● ASSIGNMENT
Of all the entries below, only the lines from the one with "clearing in the photo above." up to and including the one with "foliage in the photo above." are to be duplicated exactly.

● Natural-language object grounding data
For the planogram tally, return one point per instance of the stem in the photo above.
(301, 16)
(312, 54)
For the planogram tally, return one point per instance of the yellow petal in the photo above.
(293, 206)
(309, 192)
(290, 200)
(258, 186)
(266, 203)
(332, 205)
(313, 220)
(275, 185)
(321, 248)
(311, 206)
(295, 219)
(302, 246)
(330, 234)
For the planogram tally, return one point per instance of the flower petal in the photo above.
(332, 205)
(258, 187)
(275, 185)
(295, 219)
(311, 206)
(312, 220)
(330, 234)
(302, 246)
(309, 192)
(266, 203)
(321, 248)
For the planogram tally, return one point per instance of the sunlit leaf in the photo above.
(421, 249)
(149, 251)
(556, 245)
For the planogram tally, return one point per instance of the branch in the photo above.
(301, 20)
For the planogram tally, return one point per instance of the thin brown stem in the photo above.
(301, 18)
* * *
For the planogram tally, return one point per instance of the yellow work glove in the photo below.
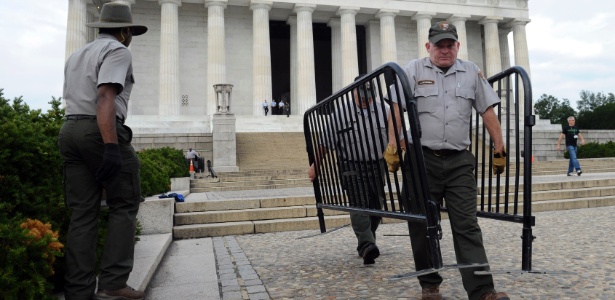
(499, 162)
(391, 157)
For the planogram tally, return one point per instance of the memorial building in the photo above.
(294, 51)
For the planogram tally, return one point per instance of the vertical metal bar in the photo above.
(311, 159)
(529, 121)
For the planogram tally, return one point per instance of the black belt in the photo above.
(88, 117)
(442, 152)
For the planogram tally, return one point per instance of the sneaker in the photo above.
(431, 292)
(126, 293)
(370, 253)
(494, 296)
--
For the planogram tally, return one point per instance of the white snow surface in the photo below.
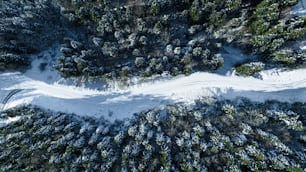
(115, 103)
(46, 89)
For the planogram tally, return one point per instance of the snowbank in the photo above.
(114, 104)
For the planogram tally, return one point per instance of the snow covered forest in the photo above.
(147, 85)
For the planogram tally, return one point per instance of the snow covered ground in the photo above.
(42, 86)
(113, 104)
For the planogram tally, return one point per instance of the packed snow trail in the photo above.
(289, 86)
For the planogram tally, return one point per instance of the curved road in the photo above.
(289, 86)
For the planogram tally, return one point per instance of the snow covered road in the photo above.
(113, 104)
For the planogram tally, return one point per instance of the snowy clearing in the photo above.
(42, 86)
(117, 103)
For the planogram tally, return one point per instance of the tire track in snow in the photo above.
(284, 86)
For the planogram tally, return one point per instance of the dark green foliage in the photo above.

● THE ANSWER
For the planogram tally, return one point per instance of the snowy clearing in the photo above.
(42, 86)
(117, 103)
For the planogram tally, return one point per instance of the tire track in snow in the photo above.
(284, 86)
For the planogram tally, return one point per instance of the dark green foliage in the photo above.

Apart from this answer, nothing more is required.